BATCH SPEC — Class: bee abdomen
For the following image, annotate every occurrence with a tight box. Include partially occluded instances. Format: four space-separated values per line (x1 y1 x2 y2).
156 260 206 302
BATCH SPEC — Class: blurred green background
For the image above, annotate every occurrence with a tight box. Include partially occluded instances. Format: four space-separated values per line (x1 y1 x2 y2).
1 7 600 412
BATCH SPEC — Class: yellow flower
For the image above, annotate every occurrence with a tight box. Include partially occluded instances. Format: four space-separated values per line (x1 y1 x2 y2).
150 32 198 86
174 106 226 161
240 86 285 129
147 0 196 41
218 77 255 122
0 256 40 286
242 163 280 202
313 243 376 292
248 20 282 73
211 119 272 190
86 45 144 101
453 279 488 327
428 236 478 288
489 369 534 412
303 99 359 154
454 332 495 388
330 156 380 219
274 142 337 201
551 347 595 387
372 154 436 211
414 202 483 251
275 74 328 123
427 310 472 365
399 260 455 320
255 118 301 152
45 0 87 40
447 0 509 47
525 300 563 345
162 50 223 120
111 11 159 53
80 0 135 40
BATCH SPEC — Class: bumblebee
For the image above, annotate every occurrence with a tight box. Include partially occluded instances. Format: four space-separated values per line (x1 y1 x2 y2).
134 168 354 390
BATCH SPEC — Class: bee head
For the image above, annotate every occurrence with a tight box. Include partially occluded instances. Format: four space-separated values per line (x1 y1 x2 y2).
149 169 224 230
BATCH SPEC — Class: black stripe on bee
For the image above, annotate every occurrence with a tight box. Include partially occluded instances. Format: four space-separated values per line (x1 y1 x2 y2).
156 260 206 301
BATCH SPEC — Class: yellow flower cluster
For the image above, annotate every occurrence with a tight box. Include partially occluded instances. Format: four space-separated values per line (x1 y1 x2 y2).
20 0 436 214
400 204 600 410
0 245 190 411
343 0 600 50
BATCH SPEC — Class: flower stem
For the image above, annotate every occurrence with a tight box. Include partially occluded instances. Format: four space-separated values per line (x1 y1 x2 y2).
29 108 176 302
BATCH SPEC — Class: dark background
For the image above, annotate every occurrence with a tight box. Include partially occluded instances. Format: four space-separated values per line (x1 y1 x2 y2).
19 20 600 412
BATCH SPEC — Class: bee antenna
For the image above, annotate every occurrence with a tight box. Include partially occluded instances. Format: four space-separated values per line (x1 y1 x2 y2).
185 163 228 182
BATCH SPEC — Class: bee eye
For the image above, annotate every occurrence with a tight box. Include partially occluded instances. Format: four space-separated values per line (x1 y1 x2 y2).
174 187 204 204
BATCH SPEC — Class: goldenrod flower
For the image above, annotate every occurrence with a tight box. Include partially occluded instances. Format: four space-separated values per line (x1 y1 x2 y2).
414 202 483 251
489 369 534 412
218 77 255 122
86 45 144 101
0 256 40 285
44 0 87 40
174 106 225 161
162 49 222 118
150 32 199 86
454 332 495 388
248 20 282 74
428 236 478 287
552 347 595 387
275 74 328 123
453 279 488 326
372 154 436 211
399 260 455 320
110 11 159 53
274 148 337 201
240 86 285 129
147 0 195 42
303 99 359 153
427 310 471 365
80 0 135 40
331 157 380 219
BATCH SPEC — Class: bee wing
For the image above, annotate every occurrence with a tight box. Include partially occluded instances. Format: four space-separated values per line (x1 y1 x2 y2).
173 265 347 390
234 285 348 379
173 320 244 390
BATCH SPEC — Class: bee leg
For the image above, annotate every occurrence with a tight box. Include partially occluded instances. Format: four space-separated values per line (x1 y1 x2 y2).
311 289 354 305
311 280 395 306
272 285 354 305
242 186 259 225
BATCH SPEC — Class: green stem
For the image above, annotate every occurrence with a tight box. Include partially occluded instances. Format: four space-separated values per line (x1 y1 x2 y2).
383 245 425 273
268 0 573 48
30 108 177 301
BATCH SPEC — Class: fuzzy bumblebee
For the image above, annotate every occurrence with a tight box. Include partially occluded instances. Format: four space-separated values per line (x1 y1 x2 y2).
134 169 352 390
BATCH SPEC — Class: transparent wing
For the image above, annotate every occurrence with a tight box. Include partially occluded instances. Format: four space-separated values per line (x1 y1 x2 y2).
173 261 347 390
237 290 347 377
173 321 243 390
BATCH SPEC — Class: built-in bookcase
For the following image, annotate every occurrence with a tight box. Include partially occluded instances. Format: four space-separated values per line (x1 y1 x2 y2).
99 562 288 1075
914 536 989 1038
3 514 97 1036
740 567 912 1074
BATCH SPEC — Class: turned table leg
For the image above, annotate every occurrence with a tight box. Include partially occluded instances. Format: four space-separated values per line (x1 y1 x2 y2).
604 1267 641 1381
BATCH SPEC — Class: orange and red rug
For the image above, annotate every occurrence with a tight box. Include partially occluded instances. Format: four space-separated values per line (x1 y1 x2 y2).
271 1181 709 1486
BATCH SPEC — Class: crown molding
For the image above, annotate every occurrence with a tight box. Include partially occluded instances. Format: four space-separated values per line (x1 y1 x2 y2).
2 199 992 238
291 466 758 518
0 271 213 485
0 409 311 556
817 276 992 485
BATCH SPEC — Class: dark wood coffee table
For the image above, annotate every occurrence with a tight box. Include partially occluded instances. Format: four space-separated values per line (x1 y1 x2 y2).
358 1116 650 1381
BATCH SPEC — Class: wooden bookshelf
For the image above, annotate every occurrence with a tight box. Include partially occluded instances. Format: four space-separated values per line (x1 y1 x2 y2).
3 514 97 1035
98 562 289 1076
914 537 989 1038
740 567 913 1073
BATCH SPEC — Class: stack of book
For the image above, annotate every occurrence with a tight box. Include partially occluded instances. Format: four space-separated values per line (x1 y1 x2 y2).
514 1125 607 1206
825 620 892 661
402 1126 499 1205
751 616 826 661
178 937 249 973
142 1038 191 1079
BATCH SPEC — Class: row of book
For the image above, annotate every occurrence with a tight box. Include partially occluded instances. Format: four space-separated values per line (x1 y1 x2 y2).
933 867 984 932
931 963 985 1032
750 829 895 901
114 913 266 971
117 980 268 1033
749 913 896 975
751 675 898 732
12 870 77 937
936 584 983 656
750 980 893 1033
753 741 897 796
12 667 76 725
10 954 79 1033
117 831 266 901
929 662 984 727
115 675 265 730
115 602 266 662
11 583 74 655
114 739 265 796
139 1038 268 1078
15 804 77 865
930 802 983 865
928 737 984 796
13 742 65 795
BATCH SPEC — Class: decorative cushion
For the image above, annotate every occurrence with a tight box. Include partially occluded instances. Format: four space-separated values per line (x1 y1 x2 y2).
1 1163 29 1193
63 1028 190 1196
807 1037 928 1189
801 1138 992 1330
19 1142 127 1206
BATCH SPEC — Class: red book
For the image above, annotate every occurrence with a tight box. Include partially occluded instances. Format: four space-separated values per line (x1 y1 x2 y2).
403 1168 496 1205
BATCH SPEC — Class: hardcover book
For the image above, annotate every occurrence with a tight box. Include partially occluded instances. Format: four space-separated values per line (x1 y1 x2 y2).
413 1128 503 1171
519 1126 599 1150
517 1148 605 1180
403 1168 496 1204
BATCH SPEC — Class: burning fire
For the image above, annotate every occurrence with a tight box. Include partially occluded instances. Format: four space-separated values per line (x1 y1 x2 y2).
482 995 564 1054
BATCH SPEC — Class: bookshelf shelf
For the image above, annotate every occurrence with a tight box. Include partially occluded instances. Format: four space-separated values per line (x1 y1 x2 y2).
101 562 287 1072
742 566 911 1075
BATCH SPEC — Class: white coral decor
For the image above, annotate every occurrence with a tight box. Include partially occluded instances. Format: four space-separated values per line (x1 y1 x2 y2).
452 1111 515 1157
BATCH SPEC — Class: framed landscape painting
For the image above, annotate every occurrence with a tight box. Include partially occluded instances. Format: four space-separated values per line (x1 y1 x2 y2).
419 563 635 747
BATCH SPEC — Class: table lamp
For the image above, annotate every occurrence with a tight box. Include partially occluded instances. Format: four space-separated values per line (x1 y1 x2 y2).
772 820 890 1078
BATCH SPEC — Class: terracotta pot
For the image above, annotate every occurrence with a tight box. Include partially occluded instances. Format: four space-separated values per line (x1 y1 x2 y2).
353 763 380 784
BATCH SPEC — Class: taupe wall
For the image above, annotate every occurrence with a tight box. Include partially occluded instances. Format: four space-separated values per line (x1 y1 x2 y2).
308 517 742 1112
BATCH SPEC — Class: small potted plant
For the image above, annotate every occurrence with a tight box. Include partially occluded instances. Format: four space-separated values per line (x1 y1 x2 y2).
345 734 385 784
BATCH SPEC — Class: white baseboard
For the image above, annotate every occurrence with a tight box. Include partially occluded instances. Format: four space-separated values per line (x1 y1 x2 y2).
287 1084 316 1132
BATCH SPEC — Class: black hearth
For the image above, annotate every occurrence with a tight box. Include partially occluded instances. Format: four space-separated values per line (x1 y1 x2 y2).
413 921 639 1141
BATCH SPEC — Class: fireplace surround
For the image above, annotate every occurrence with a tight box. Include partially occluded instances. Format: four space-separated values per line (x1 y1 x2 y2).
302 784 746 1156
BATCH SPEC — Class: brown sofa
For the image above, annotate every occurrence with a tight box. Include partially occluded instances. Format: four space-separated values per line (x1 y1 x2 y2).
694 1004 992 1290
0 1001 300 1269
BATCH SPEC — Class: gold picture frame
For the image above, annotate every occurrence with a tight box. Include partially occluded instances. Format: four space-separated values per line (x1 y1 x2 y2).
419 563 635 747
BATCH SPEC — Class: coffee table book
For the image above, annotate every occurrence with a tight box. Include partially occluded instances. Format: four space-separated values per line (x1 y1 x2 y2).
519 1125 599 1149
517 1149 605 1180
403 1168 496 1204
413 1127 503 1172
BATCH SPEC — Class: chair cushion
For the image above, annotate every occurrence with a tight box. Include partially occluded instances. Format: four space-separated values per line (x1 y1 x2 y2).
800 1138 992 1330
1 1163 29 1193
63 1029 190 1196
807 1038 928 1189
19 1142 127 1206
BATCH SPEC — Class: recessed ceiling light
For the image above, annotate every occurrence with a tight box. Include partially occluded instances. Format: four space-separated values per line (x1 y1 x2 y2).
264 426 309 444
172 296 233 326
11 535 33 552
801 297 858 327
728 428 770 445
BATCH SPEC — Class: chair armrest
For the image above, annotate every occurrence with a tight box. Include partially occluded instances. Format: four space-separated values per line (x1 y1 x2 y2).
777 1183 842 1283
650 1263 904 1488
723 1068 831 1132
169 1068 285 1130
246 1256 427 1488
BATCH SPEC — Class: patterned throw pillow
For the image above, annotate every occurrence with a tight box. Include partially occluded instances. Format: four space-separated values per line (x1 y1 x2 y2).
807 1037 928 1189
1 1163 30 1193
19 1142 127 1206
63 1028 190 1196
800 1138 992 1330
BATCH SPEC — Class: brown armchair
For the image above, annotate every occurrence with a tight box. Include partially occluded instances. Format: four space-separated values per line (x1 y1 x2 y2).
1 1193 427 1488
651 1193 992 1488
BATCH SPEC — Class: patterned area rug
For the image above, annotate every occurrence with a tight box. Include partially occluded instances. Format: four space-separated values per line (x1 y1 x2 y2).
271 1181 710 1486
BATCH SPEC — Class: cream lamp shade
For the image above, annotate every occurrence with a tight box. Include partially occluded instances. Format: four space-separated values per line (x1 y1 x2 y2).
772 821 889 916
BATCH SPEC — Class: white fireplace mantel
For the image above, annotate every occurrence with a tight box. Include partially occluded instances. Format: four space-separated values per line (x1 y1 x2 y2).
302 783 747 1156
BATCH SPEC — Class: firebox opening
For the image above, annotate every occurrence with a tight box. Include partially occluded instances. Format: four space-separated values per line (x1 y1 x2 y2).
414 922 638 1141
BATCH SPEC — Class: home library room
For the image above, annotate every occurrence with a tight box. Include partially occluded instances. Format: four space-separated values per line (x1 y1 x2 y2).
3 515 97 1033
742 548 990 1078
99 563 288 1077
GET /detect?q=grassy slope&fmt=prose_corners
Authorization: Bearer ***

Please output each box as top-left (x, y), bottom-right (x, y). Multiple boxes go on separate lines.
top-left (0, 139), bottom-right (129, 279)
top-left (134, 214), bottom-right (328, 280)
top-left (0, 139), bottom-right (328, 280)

_AIM OF THE TASK_
Restate word for word the lines in the material above from the one with "BATCH SPEC — Class: white coral decor" to the one with "BATCH SPEC — Class: small potted plant"; both of those lines count, and nothing else does.

_WORKED SOLUTION_
BATCH SPEC — Class: white coral decor
For the image above, annotate every occurrence with a tight box. Include partially occluded instances. Format: four space-separated values per line (x1 y1 x2 y2).
452 1111 515 1157
BATCH SPEC — Class: framed landscape painting
For the image above, annotate every occurrence with a tight box. Include partially occluded instances. Format: four space-separated values per line (x1 y1 x2 y2).
419 563 635 747
BATCH SPEC — Class: table lamp
For the image above, annotate every occurrence with a tight box. Include partially occluded instances. Format: four space-separated values per line (x1 y1 x2 y2).
772 820 890 1078
BATCH SPEC — Class: terracotta pot
For the image above, annotate every occurrence with a tight box. Include partially occluded instances. Format: four space-separated values per line (x1 y1 x2 y2).
353 763 380 784
BATCH SPEC — Class: taupe wall
For the image above, annotate every occurrence with a tight box. Include partially occluded instances. Format: four space-separated values per line (x1 y1 x2 y2).
308 517 742 1112
BATCH SPEC — Class: small potted plant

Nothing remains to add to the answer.